(Stored data entries)
——
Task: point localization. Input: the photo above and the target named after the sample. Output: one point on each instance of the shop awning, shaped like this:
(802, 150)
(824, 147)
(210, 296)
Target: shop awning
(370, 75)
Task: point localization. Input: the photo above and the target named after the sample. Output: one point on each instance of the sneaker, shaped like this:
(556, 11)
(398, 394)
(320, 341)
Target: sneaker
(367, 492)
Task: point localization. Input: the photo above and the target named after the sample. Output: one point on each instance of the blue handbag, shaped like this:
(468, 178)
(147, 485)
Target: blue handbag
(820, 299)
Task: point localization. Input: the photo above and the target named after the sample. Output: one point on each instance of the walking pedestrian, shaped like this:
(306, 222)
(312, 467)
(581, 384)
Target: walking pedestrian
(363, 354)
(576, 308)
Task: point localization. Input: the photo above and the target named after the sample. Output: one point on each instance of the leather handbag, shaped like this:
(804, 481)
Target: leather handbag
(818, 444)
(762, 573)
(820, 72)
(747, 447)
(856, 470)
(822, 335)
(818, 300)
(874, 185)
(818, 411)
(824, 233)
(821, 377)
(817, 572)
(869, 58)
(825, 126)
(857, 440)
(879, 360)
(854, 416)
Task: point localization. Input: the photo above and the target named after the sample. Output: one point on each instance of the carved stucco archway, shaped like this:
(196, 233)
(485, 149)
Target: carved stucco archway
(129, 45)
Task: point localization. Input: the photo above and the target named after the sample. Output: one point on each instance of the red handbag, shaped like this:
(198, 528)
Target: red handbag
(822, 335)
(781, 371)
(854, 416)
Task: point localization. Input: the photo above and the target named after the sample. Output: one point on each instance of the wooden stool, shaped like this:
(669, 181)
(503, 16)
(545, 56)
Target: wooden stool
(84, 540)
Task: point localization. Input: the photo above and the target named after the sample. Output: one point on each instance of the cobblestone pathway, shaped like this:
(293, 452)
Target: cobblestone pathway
——
• **ASSIGNMENT**: Copy every record exactly as presented.

• **ANSWER BELOW**:
Task: point localization. Input: the photo above and the target named after the sample. Output: one point on each instance of the shop awning, shaped like this:
(802, 150)
(824, 147)
(210, 296)
Target: shop awning
(370, 75)
Task: point localization. Input: the photo above and the target named after the sample. Output: one point on each instance of the sneaker, shaped like this:
(556, 11)
(398, 394)
(320, 341)
Target: sneaker
(367, 492)
Task: point localization. Input: the photo above and the target named after the sample. Output: one point on each instance of the blue handbag, shaped like this:
(468, 178)
(147, 485)
Target: blue handbag
(820, 299)
Task: point localization. Input: the photo above and the target named after the sample. Output: one point on each instance of the walking pedestrian, shaped like this:
(306, 222)
(312, 467)
(581, 384)
Target: walking pedestrian
(363, 354)
(576, 308)
Task: point localization. Input: the photo above and the target named after the sample. Output: one point on each instance of the leather handbag, shaped like this:
(804, 481)
Target: leather handbag
(818, 444)
(762, 573)
(820, 72)
(747, 447)
(856, 470)
(822, 335)
(818, 300)
(874, 185)
(818, 411)
(824, 233)
(821, 377)
(817, 572)
(869, 58)
(825, 126)
(857, 440)
(879, 360)
(854, 416)
Task: point localization. Input: the photo above and the target named after the sample. Output: one point on each instance of the carved stucco archway, shaped like this:
(196, 233)
(485, 149)
Target: carved stucco archway
(129, 45)
Task: point localization. Input: the photo above and the target named after the sample. Output: one point on each instance of the red handbag, shaped like this:
(198, 528)
Target: red handbag
(822, 335)
(781, 371)
(854, 416)
Task: point localization. Input: the photo above and the target named after the sample. Output: one point on each instance of the wooden stool, shaped like this:
(669, 181)
(503, 16)
(545, 56)
Target: wooden stool
(84, 540)
Task: point localization. Input: the photo above and the target named after the sample. Output: one point on each instance of the cobblestone pathway, shaped like this:
(293, 452)
Target: cobblestone pathway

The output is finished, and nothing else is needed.